AIM A:
Update the records from their first line through the line holding "pixel 593 846", inclusive, by swapping "noun phrase" for "text label" and keeping everything else the same. Leave the pictures out of your answer.

EXCERPT PROVIDED:
++++
How to Successfully Land a Job After College

I've thought about writing this highly requested post for a while, and I had not previously bitten the bullet and done it for many reasons: One, I didn't graduate with a job lined up. I took the summer off to travel and really think about what I wanted for myself. Two, I probably applied for over 100 jobs before getting hired somewhere. Three, I have quit blogging. Well, I guess if this is going to get published, I haven't quit blogging (an explanation for all of this might have to come in another post...) Four, I was making so many mistakes during the job application process–– now that I am on the other side of it and I help manage posting job descriptions and filter through resumes, I realize that. But now that the realization has come and I can see what I should have done, I can share that with you guys!

First, though, I am going to share what I went through when finding a job. I'm not going to sugar coat it because the process was rough. Not because I was underqualified, but because I didn't know what I was doing since I had never looked for a real job before. If you don't want to read my story, scroll down.

My Story

I began applying for jobs December of my senior year. I looked on mostly LinkedIn, filling out applications during free time and when I was bored in class, I would aggressively work on my resume/cover letters. I was applying to probably 20 jobs a week, even if it was something that did not completely interest me. I took my resume to my academic advisor who looked at it once, and despite my pretty good GPA of 3.5 and the A that I had in her class, told me that my best choice was going to Morocco and teach English because I didn't know what I wanted to do. She hated that I didn't have a set path, and she thought that would lead me to failure. I hated my advisor to begin with but that really sealed the deal. Her comment made me want to try even harder–– no teacher should tell a kid (no matter how good/bad their GPA) that they won't get hired anywhere just because they are lost.

As graduation rolled around, I had no clue where I wanted to move and I had no clue what I really wanted still. I did not want to settle for anything, so I held off and let it go. I took my three week trip to Africa in attempt to clear my head, and when I got home in June, I gave myself until August 1 before I had to find a job or move out of Savannah. I had a "for-fun" part-time job the entire summer, but around late July, the opportunity to move to NYC presented itself to me. I knew I had to take it and go even though I didn't have a job lined up–– I had heard it's much easier to move to New York and then find a job anyway!

I got settled in, and as soon as I changed my address on my resume, I got interviews. It turns out that people in NYC take you much more seriously if you're actually located in NYC. My first interview was with Business Insider, and it was over the phone. I thought it went really well, but I never heard back from them. I had an in-person interview with Louboutin as well and never heard back from them either. This sounds discouraging, but it is honestly common. Unfortunately, a ton of companies will not reach out to you to let you know that they aren't moving forward in pursuing you as a candidate, even if you email them to thank them for the interview and follow up. It's life. It sucks. You move on. You keep applying.
++++
STORED DATA:
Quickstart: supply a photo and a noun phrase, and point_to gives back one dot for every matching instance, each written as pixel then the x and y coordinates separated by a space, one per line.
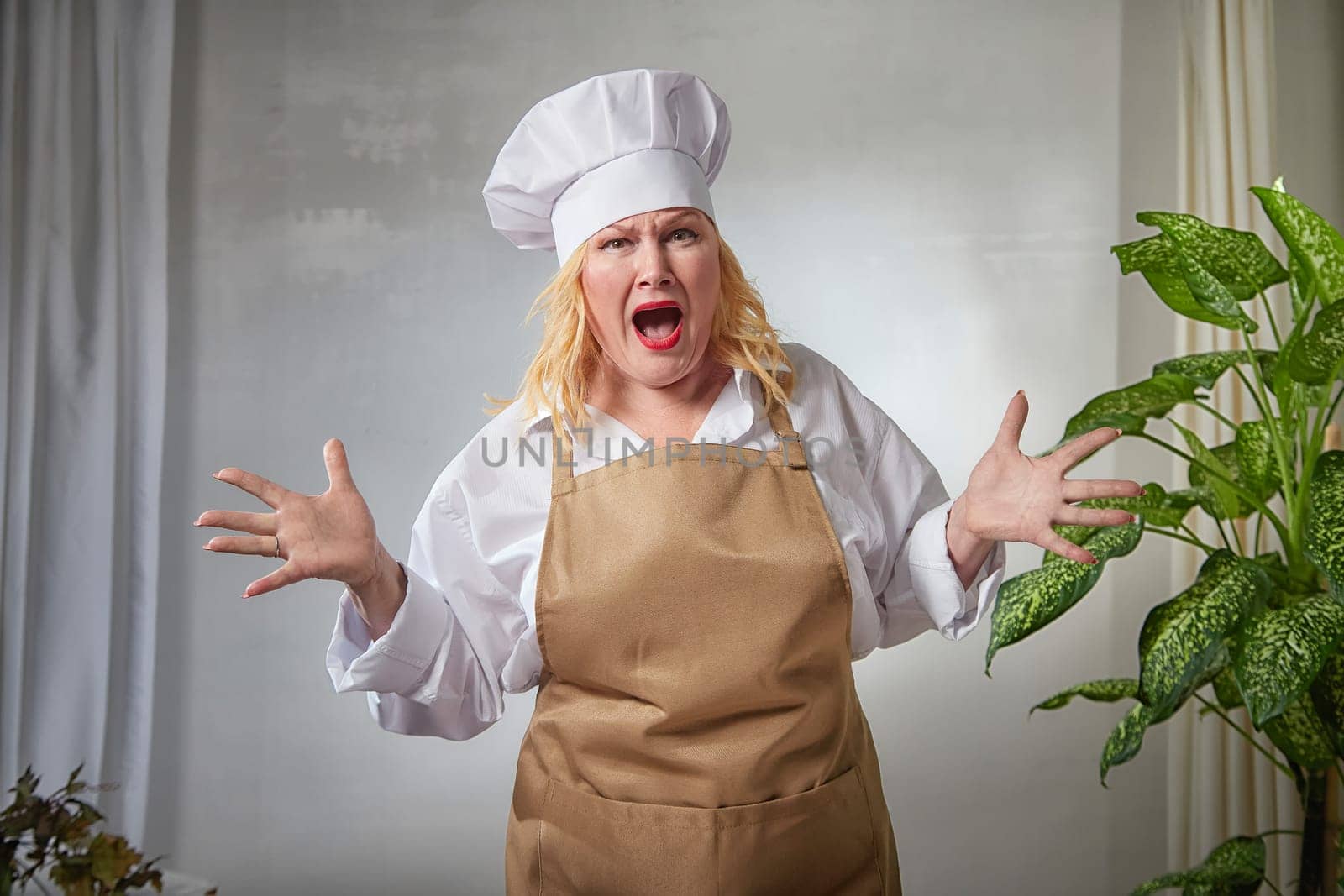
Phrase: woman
pixel 691 616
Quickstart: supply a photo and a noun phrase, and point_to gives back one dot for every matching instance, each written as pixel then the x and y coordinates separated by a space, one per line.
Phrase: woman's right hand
pixel 322 537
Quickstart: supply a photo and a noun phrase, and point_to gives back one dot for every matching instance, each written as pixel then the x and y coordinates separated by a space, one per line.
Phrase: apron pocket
pixel 817 841
pixel 593 846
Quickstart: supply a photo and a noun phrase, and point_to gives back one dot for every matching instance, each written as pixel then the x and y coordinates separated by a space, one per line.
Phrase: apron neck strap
pixel 562 468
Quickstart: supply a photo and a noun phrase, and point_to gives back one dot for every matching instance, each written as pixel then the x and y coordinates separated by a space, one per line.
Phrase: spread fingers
pixel 239 521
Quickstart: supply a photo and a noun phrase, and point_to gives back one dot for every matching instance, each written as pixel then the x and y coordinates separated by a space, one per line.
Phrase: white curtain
pixel 1220 786
pixel 84 167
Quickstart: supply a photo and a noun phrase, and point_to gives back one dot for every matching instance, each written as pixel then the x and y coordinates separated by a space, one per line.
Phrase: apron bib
pixel 696 725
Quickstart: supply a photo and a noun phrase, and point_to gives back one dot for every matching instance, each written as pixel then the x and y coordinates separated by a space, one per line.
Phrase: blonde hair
pixel 568 358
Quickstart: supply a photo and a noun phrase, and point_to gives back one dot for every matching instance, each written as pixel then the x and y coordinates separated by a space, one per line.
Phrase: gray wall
pixel 924 191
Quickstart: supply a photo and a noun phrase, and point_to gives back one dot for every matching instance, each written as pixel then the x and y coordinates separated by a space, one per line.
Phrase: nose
pixel 654 266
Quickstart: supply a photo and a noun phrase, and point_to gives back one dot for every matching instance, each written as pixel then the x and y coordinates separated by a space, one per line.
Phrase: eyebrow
pixel 669 222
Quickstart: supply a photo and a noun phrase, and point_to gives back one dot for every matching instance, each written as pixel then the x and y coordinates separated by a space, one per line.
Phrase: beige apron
pixel 696 725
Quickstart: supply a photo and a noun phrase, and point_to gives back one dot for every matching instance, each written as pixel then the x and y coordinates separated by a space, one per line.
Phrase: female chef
pixel 689 613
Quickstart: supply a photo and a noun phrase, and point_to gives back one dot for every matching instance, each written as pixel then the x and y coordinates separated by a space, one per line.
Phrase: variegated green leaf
pixel 1328 699
pixel 1206 369
pixel 1283 651
pixel 1300 734
pixel 1035 598
pixel 1324 537
pixel 1310 238
pixel 1126 739
pixel 1233 868
pixel 1207 463
pixel 1317 356
pixel 1128 409
pixel 1158 262
pixel 1221 265
pixel 1101 691
pixel 1257 465
pixel 1182 638
pixel 1158 508
pixel 1301 285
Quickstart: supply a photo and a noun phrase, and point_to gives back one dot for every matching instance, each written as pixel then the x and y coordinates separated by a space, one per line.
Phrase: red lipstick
pixel 659 340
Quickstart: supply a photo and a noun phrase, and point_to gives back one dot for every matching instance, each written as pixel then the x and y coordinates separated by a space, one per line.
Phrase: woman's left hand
pixel 1015 497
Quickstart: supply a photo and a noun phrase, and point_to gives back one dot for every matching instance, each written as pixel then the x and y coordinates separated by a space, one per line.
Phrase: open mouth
pixel 660 327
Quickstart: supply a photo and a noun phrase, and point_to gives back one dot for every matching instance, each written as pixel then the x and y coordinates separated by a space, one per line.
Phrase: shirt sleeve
pixel 437 669
pixel 907 560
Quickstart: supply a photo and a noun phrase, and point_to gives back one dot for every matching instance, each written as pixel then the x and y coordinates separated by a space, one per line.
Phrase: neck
pixel 664 410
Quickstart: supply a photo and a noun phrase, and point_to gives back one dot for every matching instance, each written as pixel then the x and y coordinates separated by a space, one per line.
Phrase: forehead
pixel 656 219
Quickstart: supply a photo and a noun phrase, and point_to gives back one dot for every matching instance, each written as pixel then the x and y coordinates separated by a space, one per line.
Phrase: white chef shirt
pixel 467 631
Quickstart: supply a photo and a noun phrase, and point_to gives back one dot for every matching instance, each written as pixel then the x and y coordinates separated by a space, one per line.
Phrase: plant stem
pixel 1222 533
pixel 1243 734
pixel 1240 490
pixel 1216 412
pixel 1272 421
pixel 1195 535
pixel 1207 548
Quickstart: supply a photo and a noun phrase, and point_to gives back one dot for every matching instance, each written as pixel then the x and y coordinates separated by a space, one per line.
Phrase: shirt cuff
pixel 398 661
pixel 954 609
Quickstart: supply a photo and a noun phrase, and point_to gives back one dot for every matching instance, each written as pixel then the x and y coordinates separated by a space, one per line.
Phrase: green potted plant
pixel 54 836
pixel 1260 631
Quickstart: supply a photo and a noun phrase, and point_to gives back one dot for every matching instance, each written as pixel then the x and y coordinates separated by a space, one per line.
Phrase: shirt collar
pixel 741 376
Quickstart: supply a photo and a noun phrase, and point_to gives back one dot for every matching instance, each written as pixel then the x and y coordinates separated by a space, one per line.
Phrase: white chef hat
pixel 604 149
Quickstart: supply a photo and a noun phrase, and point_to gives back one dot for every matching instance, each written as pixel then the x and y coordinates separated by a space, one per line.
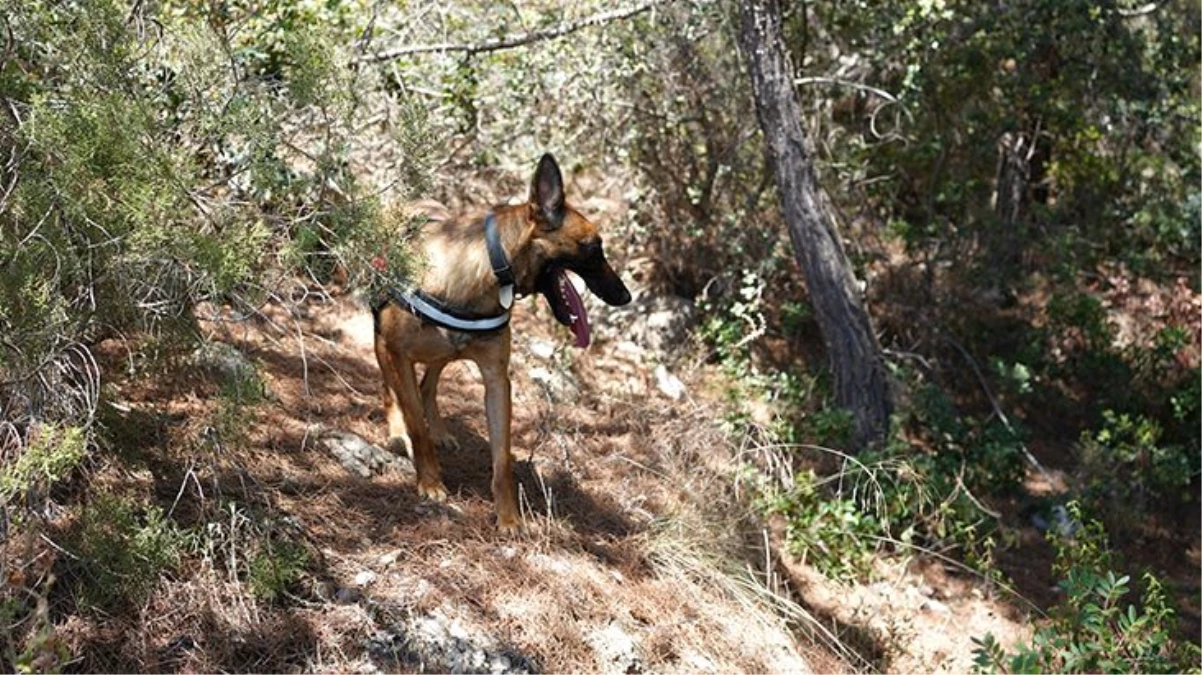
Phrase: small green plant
pixel 1093 629
pixel 275 568
pixel 39 649
pixel 827 531
pixel 1126 461
pixel 51 457
pixel 122 551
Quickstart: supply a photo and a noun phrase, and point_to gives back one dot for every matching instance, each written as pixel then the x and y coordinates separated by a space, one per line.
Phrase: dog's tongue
pixel 576 304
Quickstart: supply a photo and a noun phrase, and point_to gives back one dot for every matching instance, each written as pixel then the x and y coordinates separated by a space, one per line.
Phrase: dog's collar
pixel 500 263
pixel 430 309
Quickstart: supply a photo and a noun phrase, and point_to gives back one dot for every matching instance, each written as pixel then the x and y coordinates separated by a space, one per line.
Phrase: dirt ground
pixel 638 553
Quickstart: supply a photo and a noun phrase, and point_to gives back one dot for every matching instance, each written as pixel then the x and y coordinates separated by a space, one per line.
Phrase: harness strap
pixel 430 309
pixel 500 263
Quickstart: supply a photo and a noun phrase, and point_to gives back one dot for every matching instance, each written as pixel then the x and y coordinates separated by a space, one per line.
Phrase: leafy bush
pixel 275 568
pixel 123 549
pixel 51 457
pixel 148 175
pixel 833 533
pixel 1092 631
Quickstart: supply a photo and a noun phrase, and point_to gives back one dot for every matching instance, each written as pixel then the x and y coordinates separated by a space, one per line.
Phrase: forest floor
pixel 640 553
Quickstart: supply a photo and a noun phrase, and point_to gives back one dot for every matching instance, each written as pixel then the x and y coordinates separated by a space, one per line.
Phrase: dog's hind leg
pixel 442 438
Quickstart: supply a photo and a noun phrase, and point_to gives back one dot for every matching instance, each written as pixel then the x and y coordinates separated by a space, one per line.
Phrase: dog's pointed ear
pixel 547 193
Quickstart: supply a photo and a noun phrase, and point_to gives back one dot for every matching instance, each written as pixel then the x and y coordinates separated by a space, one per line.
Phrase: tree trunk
pixel 860 378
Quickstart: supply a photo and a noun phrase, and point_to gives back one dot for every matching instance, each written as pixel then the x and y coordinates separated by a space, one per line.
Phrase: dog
pixel 459 309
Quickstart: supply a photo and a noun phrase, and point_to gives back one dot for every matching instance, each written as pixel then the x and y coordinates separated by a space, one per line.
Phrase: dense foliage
pixel 1018 185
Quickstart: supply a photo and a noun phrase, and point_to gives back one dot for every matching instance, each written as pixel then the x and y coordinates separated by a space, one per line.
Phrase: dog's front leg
pixel 402 378
pixel 499 408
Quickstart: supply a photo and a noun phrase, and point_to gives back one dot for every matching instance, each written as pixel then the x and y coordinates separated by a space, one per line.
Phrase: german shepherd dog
pixel 540 240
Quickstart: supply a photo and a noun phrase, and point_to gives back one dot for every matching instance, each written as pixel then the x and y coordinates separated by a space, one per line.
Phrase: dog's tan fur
pixel 458 272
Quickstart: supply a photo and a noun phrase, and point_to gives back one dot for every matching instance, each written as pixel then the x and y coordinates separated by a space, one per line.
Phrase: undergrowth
pixel 1099 627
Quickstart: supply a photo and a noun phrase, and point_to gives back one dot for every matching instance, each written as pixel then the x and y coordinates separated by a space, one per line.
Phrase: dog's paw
pixel 434 491
pixel 446 442
pixel 509 526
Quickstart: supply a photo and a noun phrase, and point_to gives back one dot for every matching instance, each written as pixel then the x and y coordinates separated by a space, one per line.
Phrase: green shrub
pixel 1093 629
pixel 122 551
pixel 53 454
pixel 832 533
pixel 275 568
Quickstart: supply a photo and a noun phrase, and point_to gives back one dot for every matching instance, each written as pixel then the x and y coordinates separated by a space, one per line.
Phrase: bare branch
pixel 511 41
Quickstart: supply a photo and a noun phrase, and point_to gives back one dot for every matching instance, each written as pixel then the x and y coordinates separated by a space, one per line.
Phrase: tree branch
pixel 511 41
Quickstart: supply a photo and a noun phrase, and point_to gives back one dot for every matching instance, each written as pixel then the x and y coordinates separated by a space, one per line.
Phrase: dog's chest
pixel 459 340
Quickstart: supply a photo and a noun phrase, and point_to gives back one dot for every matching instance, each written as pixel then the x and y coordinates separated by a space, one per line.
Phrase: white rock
pixel 670 384
pixel 542 348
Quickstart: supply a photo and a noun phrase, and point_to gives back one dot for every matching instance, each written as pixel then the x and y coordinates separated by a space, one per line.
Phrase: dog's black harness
pixel 435 311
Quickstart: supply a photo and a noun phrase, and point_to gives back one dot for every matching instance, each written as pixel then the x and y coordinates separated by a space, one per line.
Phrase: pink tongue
pixel 581 323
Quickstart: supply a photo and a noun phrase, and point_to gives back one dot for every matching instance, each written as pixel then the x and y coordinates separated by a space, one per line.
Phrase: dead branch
pixel 511 41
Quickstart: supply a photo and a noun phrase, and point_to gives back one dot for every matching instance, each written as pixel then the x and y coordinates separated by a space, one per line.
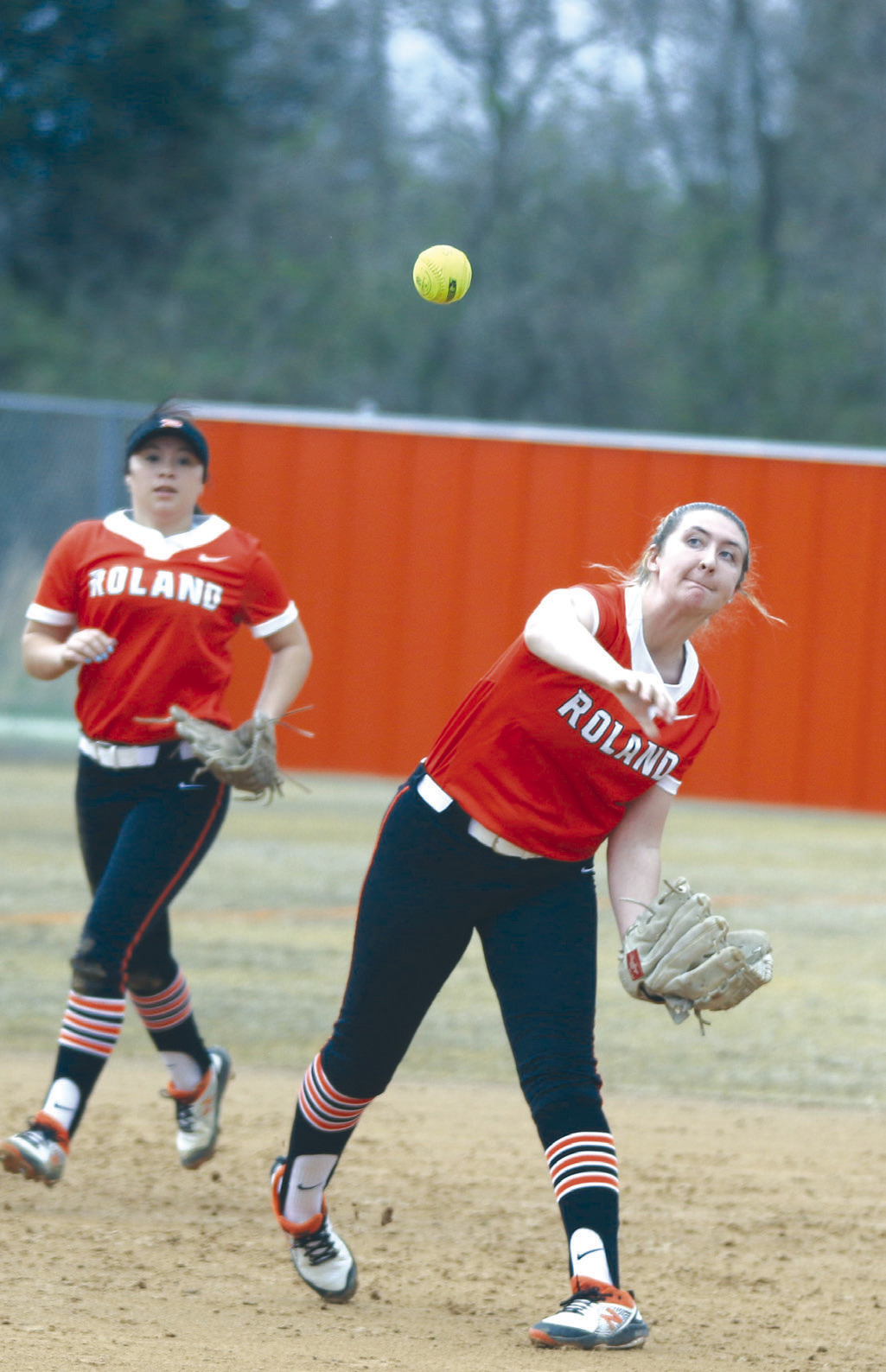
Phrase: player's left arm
pixel 287 670
pixel 634 855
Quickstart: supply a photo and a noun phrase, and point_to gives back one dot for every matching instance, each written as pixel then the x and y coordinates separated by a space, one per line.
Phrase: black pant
pixel 143 832
pixel 428 888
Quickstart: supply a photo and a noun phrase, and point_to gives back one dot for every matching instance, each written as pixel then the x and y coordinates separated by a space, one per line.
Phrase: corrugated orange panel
pixel 415 557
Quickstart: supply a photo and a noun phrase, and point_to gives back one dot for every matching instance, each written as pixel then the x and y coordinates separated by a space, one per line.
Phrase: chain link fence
pixel 61 461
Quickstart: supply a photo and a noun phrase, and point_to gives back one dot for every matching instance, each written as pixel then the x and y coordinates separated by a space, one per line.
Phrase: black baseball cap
pixel 169 424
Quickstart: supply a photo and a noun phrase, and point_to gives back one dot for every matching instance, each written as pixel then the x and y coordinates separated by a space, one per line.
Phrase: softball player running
pixel 143 606
pixel 582 732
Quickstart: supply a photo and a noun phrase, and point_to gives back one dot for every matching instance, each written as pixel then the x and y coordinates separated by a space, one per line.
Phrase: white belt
pixel 125 755
pixel 440 800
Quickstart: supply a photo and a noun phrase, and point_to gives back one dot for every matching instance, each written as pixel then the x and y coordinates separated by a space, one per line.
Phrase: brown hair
pixel 641 572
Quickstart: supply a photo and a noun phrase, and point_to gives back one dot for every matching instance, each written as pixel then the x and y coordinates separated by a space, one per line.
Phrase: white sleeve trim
pixel 270 626
pixel 43 615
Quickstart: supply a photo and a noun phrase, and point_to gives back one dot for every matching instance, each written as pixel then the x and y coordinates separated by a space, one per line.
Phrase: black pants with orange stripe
pixel 143 832
pixel 429 886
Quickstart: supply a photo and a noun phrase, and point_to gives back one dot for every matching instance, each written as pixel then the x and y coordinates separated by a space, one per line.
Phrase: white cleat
pixel 37 1153
pixel 596 1316
pixel 200 1115
pixel 322 1260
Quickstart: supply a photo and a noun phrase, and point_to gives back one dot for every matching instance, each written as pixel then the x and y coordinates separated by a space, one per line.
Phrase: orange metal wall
pixel 415 559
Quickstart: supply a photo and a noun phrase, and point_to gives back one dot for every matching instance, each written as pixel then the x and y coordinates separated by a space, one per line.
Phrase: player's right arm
pixel 561 632
pixel 50 651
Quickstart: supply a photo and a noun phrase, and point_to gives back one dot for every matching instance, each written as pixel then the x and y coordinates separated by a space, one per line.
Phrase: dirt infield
pixel 755 1229
pixel 753 1235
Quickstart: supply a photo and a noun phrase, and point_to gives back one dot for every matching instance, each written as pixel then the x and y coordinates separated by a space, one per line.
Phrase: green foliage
pixel 116 133
pixel 666 232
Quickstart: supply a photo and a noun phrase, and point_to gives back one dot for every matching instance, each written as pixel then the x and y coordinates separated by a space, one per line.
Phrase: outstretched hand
pixel 86 645
pixel 643 696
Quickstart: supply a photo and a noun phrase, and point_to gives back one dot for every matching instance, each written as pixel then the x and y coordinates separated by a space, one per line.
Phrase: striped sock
pixel 323 1106
pixel 583 1159
pixel 91 1024
pixel 584 1173
pixel 167 1008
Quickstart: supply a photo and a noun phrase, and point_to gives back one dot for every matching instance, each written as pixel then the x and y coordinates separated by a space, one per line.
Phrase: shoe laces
pixel 319 1246
pixel 187 1117
pixel 36 1134
pixel 39 1132
pixel 588 1295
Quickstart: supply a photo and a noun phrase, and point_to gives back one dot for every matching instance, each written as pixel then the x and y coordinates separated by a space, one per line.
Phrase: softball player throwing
pixel 143 606
pixel 582 732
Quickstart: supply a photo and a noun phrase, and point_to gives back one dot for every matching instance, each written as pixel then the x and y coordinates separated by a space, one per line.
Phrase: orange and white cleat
pixel 37 1153
pixel 322 1260
pixel 596 1316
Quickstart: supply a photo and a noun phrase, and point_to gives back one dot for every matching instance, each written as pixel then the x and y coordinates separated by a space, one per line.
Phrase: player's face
pixel 165 480
pixel 701 562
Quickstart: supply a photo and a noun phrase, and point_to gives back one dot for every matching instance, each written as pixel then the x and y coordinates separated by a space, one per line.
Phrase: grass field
pixel 264 933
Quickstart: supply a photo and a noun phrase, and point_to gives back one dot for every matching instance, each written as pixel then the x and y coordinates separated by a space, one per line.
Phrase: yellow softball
++++
AIM B:
Go on with the post about landing a job after college, picking up right after its final sentence.

EXPECTED OUTPUT A:
Quickstart: supply a photo and a text label, and point_to gives back one dot for every matching instance, each written as pixel then the x and y coordinates separated by a space, one per line.
Phrase: woman
pixel 691 616
Quickstart: supply a photo and a text label, and point_to gives back one dot for every matching instance, each written as pixel then the x and y coordinates separated by a space, one per line.
Phrase: woman's right hand
pixel 322 537
Quickstart: supply a photo and a text label, and point_to gives back one dot for every matching instance, each written as pixel then the x and y coordinates separated by a space, one per line.
Phrase: apron pocket
pixel 817 841
pixel 593 846

EXPECTED OUTPUT B:
Eventually, one of my good friends Marlee sent me a job listing at a natural food company. I read up on the company, really studied it to make sure it aligned with what I was looking for and knew right away that I wanted the job. Badly. The company culture seemed amazing, and I loved that it had a start-up feel to it despite being pretty well established. After four interviews (a phone interview, an interview with my boss, an interview with the CEO, and a final breakfast interview), I got an offer and accepted it immediately.

After being at the company for seven months, I can honestly say I am so incredibly happy with my decision, and I am so grateful and happy for the opportunity. I have learned so much, and working in the food industry is amazing! We always have samples in the office, which means there is always deliciousness around. My job definitely is not easy, and more often than not, I find myself working on the weekends, but I am grateful for it all and I realize I am having to work extra hard because it's my first job.

How I Actually Got The Job/Tips For College Students

1. Make your resume as "you" as possible.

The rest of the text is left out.